▶ Given entries
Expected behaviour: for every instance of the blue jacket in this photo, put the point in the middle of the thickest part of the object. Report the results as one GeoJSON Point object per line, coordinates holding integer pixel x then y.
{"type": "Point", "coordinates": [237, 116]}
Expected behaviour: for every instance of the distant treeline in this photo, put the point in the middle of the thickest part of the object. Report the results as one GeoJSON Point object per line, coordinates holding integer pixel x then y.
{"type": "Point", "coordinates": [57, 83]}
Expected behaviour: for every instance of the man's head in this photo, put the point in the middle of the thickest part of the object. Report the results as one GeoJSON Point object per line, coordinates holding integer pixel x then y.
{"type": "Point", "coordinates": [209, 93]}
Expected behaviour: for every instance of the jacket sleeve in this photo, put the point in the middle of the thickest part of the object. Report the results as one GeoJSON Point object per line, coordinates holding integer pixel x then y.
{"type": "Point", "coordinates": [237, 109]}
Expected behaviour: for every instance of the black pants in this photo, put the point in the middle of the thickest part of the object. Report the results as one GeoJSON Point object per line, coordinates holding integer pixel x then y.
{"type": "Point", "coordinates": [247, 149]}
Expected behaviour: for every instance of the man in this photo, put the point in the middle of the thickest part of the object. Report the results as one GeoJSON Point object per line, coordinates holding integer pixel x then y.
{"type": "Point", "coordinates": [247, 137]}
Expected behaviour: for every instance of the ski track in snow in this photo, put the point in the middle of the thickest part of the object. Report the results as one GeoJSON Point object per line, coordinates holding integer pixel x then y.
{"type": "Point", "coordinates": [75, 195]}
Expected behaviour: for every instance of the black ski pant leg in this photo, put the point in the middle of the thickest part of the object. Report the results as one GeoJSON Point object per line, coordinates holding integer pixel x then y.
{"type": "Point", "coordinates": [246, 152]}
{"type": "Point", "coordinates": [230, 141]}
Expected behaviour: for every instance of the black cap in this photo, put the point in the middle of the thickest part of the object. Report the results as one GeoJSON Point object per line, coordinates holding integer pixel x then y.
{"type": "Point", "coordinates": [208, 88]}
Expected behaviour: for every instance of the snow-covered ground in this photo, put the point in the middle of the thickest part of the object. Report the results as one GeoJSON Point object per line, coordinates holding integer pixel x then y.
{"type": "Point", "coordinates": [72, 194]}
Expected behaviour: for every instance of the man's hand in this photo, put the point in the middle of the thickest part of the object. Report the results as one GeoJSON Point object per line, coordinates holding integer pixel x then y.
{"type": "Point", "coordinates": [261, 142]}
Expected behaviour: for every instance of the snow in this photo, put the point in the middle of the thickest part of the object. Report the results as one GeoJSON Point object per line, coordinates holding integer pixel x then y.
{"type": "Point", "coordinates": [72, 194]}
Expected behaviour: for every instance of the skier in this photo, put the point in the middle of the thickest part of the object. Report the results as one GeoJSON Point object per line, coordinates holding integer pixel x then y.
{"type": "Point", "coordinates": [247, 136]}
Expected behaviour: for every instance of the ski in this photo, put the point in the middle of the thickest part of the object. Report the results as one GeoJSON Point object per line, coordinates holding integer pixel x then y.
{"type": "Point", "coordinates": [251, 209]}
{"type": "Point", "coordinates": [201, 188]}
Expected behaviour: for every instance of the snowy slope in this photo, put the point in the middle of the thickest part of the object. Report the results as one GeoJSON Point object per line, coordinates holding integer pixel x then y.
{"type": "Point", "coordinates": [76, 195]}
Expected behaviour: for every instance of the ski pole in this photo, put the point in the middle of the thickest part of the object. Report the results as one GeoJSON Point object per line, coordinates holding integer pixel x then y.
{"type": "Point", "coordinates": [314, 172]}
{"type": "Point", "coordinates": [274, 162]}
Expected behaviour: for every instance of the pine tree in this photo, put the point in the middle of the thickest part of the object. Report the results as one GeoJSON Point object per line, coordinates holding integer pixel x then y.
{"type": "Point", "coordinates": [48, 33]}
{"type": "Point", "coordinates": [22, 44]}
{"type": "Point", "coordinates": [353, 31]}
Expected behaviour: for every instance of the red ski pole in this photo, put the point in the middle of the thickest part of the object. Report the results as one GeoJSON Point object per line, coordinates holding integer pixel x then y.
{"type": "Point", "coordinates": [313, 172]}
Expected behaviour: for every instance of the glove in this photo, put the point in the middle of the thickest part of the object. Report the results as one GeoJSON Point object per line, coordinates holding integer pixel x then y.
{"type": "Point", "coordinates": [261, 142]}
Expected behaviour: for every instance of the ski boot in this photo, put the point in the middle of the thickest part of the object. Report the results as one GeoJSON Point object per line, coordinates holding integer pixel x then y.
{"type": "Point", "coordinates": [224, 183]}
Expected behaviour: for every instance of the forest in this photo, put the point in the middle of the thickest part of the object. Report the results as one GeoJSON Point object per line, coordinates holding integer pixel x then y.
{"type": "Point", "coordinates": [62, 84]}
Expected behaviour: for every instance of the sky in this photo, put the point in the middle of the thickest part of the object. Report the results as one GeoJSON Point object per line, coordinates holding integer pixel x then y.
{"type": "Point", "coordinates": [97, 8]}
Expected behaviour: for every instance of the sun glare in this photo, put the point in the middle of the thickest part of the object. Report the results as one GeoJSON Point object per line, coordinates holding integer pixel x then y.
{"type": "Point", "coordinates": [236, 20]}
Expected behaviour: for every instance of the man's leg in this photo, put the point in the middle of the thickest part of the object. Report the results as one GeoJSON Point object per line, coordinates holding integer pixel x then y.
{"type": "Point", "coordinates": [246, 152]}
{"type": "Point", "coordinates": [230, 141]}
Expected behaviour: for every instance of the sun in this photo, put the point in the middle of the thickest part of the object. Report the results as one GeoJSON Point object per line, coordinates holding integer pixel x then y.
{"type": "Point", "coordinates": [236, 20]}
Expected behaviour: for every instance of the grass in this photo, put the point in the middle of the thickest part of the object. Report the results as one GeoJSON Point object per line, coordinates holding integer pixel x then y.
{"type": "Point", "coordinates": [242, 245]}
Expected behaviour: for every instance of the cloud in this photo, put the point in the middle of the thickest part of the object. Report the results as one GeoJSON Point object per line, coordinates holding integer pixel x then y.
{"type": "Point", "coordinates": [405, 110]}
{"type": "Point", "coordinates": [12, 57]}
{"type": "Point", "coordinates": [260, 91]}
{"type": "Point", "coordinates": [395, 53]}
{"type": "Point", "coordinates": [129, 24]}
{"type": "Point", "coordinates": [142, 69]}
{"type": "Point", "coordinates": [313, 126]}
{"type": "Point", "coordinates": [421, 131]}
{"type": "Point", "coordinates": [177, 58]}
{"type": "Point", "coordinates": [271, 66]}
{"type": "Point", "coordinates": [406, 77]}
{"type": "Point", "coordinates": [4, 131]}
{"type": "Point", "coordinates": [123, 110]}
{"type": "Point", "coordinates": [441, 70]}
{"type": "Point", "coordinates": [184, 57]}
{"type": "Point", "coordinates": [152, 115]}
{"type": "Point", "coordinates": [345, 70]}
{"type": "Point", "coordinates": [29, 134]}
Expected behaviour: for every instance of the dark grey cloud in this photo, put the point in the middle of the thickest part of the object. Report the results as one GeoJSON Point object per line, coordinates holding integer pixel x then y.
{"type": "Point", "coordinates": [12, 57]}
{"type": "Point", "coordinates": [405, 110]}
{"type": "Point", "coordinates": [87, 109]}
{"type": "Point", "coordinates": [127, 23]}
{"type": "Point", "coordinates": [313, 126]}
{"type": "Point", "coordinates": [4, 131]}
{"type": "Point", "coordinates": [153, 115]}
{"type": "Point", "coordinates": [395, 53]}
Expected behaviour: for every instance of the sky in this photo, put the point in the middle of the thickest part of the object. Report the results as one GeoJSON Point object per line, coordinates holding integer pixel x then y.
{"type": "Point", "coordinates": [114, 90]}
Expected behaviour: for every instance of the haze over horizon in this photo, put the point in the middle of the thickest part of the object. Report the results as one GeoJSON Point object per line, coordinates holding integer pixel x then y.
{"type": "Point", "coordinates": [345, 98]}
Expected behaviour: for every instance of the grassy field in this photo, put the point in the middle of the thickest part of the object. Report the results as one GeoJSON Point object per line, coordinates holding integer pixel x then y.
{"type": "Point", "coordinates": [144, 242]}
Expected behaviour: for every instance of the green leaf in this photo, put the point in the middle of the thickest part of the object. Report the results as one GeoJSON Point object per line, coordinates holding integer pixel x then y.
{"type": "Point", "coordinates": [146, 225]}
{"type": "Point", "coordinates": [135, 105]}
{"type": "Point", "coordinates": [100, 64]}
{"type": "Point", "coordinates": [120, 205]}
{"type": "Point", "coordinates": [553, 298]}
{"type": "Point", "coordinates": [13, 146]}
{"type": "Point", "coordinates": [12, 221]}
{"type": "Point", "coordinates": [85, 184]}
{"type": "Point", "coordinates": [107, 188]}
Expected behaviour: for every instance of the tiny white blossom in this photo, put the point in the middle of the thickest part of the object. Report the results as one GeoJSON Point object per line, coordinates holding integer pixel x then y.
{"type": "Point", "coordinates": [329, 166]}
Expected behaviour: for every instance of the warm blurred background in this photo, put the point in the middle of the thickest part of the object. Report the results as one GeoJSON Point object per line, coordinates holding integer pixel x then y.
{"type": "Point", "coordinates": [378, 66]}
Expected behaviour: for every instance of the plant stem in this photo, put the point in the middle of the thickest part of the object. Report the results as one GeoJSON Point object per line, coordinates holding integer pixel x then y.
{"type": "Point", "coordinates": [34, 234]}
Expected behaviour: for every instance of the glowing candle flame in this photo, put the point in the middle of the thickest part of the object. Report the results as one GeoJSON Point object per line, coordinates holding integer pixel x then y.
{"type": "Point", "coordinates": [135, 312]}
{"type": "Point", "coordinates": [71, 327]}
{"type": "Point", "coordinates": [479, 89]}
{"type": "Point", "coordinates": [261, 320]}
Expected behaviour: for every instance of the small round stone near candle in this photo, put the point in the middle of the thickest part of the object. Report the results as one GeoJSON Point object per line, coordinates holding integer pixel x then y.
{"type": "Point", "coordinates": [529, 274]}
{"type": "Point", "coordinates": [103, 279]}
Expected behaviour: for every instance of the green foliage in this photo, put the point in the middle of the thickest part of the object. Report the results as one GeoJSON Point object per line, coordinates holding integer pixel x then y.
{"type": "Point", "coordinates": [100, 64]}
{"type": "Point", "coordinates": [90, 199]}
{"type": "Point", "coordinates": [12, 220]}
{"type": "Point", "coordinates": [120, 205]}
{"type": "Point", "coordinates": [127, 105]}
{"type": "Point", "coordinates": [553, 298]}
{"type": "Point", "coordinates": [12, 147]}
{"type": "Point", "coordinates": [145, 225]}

---

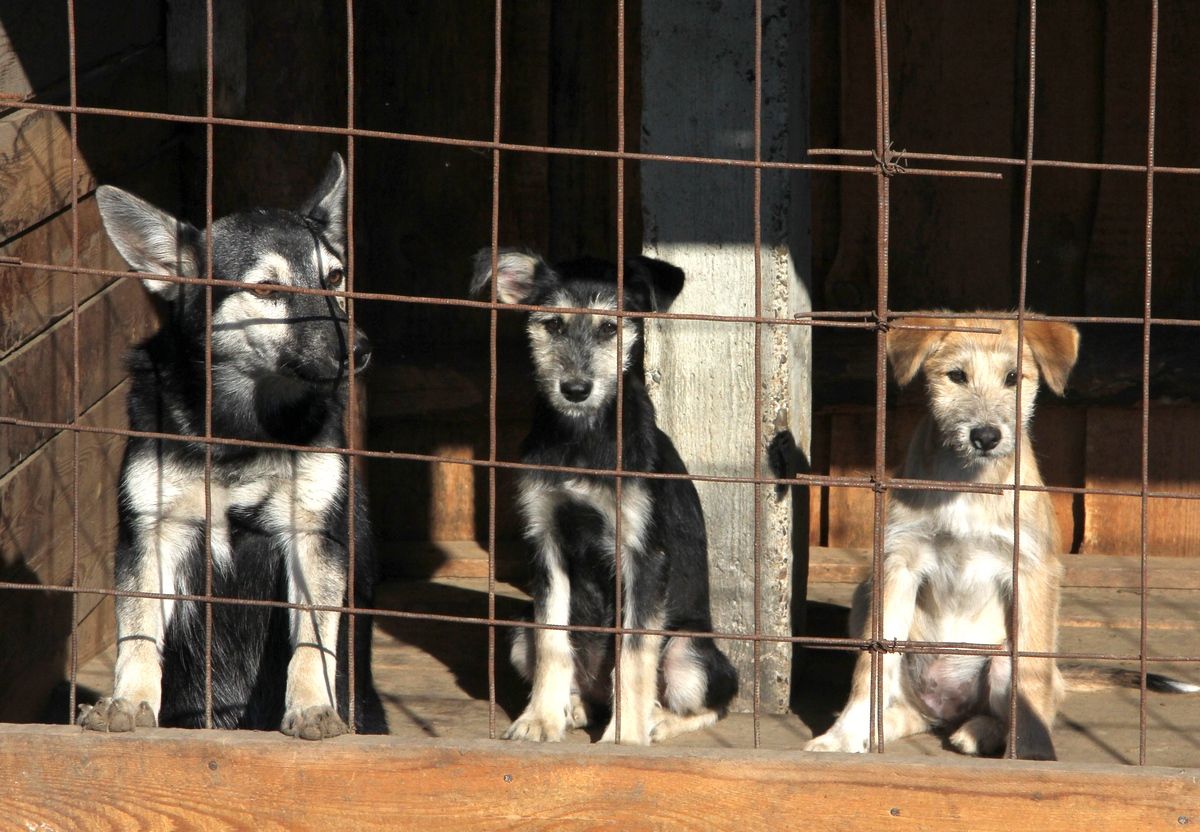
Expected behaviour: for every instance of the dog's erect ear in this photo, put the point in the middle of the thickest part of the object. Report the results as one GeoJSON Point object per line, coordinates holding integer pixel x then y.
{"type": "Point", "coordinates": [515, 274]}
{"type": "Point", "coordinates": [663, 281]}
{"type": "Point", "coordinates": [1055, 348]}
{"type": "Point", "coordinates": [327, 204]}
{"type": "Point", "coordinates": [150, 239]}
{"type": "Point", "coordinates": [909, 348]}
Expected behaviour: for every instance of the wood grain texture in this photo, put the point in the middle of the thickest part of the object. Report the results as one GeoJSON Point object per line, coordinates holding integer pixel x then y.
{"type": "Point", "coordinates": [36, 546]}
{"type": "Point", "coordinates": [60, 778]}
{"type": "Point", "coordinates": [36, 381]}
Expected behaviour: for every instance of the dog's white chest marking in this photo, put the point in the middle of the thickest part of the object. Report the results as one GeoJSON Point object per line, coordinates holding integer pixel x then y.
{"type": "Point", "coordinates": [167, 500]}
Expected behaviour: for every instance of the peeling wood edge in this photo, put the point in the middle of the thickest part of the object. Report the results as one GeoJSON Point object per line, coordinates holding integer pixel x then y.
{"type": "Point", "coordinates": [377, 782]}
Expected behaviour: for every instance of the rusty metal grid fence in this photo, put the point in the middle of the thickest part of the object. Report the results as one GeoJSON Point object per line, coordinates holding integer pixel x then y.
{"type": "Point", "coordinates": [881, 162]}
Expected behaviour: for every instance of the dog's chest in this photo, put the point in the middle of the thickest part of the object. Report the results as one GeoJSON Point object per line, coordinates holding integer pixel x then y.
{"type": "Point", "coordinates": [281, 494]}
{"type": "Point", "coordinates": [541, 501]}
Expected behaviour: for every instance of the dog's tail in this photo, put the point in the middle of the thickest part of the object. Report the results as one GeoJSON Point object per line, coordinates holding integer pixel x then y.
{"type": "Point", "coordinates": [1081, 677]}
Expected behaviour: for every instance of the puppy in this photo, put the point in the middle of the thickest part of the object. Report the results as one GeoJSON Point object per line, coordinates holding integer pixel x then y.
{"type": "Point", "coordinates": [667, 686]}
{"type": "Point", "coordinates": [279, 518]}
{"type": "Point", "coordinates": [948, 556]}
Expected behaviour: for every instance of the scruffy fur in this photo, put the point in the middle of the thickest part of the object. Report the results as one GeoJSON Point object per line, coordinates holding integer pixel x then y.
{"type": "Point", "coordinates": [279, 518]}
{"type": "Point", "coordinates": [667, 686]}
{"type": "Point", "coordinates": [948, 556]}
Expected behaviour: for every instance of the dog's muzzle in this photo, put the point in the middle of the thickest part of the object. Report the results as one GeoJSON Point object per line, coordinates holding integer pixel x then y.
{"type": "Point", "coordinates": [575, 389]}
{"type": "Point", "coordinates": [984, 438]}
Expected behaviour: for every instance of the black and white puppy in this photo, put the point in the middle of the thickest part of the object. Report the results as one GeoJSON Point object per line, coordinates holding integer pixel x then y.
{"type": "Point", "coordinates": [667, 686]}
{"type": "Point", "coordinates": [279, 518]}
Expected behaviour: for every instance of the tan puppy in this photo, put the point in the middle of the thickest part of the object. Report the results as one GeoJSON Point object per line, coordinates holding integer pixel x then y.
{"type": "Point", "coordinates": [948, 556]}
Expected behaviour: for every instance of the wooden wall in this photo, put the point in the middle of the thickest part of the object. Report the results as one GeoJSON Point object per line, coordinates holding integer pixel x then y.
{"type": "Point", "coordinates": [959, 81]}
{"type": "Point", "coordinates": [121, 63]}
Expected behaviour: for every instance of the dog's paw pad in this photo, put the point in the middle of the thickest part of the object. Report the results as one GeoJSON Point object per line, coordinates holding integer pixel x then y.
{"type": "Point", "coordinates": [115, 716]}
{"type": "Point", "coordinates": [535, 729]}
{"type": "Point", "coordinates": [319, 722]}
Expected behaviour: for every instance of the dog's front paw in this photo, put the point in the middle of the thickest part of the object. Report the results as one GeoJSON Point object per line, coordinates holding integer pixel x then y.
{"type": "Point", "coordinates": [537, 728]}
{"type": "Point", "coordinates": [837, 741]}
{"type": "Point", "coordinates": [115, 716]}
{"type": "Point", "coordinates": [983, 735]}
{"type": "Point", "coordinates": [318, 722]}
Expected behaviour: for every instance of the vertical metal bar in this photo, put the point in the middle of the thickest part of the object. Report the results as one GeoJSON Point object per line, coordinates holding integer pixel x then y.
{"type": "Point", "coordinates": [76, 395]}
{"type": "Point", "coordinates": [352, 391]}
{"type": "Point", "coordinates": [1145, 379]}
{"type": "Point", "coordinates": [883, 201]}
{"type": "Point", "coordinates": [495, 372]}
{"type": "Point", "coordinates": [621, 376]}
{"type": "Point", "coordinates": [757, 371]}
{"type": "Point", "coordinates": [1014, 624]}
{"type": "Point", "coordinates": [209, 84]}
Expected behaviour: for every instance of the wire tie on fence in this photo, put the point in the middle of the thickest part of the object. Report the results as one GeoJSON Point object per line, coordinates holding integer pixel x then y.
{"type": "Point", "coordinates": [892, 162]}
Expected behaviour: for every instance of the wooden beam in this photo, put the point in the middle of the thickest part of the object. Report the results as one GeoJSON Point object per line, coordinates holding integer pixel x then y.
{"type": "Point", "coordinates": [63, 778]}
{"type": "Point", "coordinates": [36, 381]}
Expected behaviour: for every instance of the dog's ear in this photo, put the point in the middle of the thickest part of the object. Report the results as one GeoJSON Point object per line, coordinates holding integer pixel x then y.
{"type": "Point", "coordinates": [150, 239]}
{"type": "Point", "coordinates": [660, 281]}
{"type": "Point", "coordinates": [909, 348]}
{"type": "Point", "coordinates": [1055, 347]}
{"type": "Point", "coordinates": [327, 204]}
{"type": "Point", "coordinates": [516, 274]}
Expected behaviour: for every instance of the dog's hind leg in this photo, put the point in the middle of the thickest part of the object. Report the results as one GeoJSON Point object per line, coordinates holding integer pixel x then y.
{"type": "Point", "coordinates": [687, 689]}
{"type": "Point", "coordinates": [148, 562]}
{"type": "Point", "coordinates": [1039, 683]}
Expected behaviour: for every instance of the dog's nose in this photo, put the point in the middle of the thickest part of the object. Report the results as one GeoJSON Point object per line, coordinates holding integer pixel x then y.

▶ Task statement
Arrange the lines in the records above as a JSON list of strings, one string per line with blank lines omitted, starting with the line that contains "Expected behaviour: for every instance of the dog's hind" and going on through the line that contains "Expected behaviour: for every instance of the dog's nose".

▶ Right answer
[
  "Expected behaviour: for every instance of the dog's hind leg in this photo, put the point in the middle of the thickest part of the object. Report the results as one GeoJSON Point object per line, coordinates holding integer pixel x then y.",
  "{\"type\": \"Point\", \"coordinates\": [687, 689]}",
  "{\"type\": \"Point\", \"coordinates\": [148, 562]}",
  "{\"type\": \"Point\", \"coordinates\": [1039, 683]}",
  "Expected behaviour: for every instance of the dog's nose in this photo, put the point in the middle of the thickest part of the object. Report the results as one GeoJSON Point object per line, coordinates holding integer pixel x then y."
]